> [TASK DESCRIPTION]:
Update the data from the line containing "Where can you see the white t-shirt?" through the end, changing "large fire" to "big fire" and keeping everything else the same. Give back only those lines.

--- START OF DATA SUPPLIED ---

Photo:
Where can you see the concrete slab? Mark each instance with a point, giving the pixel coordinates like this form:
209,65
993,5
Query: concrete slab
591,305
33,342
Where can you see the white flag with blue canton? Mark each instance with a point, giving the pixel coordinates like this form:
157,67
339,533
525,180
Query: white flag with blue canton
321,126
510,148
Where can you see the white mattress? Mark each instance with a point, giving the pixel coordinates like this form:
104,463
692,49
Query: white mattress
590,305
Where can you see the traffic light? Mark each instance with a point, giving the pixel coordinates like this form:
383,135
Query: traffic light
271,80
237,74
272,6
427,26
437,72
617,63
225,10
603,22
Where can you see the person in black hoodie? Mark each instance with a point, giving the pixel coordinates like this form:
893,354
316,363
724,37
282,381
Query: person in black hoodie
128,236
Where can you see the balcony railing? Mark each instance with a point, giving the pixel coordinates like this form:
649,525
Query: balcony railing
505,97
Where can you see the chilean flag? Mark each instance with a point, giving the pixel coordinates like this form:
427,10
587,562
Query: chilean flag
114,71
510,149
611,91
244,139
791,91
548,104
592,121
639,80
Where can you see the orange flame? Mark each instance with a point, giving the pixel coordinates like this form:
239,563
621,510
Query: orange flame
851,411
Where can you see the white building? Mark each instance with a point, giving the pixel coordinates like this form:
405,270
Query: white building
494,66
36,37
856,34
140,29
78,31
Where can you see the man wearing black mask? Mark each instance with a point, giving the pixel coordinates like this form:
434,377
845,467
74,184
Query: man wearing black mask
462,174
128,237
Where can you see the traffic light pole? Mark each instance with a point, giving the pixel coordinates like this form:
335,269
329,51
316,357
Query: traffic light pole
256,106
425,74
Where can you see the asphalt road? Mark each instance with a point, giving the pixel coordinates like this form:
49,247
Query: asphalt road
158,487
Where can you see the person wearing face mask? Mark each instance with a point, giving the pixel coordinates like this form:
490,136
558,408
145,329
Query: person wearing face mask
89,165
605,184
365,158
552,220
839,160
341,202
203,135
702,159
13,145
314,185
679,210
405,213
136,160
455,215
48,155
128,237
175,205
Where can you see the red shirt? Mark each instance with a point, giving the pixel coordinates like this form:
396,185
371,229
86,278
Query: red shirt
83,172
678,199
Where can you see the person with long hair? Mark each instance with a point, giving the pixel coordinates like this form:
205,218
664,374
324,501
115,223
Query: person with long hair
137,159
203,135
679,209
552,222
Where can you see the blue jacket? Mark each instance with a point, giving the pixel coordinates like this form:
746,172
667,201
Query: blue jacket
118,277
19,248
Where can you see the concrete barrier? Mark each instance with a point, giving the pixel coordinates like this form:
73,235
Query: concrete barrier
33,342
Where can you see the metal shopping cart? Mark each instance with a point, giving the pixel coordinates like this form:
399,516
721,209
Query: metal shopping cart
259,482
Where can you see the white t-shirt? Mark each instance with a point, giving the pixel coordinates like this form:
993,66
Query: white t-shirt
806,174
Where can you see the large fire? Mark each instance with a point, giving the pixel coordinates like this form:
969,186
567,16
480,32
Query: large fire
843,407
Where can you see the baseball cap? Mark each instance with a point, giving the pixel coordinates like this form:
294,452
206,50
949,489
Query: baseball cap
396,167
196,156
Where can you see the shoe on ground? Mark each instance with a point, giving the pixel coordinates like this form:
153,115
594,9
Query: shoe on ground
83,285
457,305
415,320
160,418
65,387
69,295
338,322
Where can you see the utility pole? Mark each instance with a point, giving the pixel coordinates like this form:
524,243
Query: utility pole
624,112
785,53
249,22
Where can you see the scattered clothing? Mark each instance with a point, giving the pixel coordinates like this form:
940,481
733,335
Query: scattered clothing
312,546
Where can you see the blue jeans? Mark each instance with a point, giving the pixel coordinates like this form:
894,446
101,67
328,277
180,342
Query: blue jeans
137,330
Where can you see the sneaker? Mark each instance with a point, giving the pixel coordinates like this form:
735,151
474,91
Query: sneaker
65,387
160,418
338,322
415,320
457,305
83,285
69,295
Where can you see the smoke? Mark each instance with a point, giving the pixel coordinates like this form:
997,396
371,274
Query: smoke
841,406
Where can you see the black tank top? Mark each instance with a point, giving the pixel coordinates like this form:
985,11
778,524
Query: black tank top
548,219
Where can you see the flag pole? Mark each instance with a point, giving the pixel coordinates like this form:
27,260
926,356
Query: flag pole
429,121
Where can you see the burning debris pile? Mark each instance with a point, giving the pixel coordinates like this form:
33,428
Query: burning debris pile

--- END OF DATA SUPPLIED ---

> [ANSWER TO THE TASK]:
Where can you see the white t-shirt? Mark each instance with a point, giving the pixel coordinates like this form:
993,66
Query: white t-shirt
806,174
Where can you see the big fire? Mark each instance with a point, giving the pixel coordinates like this form:
969,186
567,16
480,32
Query: big fire
843,407
Where can you see the baseball cap? Mark each instance with a point, giving the pixel coordinates like this form:
294,452
206,50
949,489
Query: baseball cap
396,167
196,156
Where can you see the shoe on ground? Mark each instance with a point, giving the pixel coordinates like this form:
153,115
594,9
Query: shoe on ground
83,285
457,305
415,320
160,418
65,387
69,295
338,322
Where can you see the utility pole? Mark each instance with a point, giving the pixel coordinates like this form:
524,243
Query: utility pole
624,112
785,53
249,22
Where can you see the scattered clothing? Mark each instance with a point, giving the pixel coordinates like this form:
940,481
733,335
Query: scattered clothing
312,546
Where can you see the blue jeans? Mark each instance with a point, giving the pixel coordinates like this form:
894,446
101,67
328,277
180,342
Query: blue jeans
137,330
Where can you see the sneaker? Mark each instance with a point, giving the pixel coordinates like this form:
735,151
474,91
Query: sneaker
65,387
160,418
338,322
415,320
457,305
83,285
69,295
Where can you see the smoke? Mark each instance with a point, giving the pixel coordinates like this form:
997,396
371,274
Query: smoke
841,406
Where can you see the black tank top? Mark each instance with a point, giving the pixel coordinates like this form:
985,11
778,524
Query: black tank top
548,219
Where can you see the flag pole? Mark each instance with a point, giving the pixel coordinates like this form:
27,260
926,356
Query: flag pole
429,121
Where can you see the burning debris pile? Mark each instance with a point, giving the pixel coordinates like this form:
33,428
Query: burning debris pile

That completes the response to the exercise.